Alabama State Conference of the NAACP v. Alabama
264 F. Supp. 3d 1280
M.D. Ala.2017Background
- Alabama elects appellate judges at-large statewide; African-Americans are ~26% of the population but have almost never won at-large appellate elections absent gubernatorial appointment.
- Plaintiffs (Alabama NAACP and four Black Alabama voters) sued under Section 2 of the Voting Rights Act seeking declaratory and injunctive relief to replace at-large appellate judicial elections with single-member districts.
- Defendants (State of Alabama and Secretary of State) moved to dismiss under Fed. R. Civ. P. 12(b)(6), arguing plaintiffs failed to plead a viable remedy, the State’s interests outweigh any claimed dilution under the totality of circumstances, and that plaintiffs lack standing or are barred by sovereign immunity.
- The court applied the Twombly/Iqbal pleading standard and Section 2/Gingles framework (including Eleventh Circuit precedent requiring a remedy as part of the prima facie case).

ENTRIES PROVIDED:
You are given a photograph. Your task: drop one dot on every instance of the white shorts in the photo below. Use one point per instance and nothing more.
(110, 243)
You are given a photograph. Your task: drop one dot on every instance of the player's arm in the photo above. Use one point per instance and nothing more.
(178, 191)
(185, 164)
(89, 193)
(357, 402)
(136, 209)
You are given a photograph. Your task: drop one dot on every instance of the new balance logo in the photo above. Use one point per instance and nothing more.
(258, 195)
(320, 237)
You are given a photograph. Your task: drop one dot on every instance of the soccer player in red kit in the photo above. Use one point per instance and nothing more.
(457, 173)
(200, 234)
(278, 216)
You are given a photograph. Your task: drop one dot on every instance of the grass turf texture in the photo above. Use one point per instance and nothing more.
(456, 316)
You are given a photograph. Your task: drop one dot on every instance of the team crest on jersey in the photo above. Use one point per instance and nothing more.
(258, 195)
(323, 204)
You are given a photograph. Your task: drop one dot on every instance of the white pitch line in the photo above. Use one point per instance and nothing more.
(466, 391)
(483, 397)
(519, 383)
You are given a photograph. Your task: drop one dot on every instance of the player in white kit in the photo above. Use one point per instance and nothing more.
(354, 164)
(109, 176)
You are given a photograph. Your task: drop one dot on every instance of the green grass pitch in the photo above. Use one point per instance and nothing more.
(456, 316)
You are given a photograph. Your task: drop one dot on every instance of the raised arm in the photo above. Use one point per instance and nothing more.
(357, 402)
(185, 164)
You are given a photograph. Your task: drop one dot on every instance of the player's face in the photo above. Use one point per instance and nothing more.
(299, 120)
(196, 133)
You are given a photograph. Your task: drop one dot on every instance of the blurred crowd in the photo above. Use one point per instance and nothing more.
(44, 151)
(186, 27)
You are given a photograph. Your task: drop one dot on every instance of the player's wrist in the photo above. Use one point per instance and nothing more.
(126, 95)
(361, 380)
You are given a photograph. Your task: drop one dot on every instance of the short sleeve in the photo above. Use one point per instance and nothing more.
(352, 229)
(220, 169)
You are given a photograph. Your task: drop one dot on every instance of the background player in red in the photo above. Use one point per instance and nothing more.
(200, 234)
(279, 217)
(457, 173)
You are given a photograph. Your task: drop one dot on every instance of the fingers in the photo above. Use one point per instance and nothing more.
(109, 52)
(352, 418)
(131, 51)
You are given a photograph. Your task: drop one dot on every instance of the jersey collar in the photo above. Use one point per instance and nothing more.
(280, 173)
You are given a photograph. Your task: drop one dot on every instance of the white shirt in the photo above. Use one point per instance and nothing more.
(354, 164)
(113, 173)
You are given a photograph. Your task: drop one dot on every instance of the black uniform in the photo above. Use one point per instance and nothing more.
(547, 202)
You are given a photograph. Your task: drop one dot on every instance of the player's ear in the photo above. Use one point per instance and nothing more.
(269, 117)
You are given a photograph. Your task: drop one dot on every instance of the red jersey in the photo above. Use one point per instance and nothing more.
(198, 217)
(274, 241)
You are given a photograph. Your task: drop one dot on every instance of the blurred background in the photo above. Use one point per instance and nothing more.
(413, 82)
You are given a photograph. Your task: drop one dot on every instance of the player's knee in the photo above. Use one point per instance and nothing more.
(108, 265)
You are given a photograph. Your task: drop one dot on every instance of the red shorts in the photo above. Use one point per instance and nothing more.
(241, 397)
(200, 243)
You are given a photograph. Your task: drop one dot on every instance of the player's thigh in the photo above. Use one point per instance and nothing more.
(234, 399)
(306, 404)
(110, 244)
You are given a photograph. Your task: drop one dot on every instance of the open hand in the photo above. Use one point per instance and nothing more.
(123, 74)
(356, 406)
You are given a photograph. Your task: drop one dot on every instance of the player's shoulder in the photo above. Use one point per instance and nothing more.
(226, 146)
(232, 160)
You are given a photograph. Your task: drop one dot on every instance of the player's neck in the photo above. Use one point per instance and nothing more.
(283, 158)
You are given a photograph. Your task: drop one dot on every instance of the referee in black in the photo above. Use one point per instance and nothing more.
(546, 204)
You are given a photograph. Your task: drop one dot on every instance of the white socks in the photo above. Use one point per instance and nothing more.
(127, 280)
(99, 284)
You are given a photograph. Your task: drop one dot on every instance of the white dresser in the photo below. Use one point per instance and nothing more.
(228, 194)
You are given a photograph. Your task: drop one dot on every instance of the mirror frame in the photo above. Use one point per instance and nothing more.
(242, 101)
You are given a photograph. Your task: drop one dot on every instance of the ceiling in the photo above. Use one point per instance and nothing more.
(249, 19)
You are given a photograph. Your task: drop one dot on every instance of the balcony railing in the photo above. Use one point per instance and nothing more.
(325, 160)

EXERCISE DESCRIPTION:
Can you update the case summary, starting with "- The court" and going on through "prima facie case).", so that "prima facie case" becomes "initial showing"? Nothing here calls for the records.

CORRECT RESULT:
- The court applied the Twombly/Iqbal pleading standard and Section 2/Gingles framework (including Eleventh Circuit precedent requiring a remedy as part of the initial showing).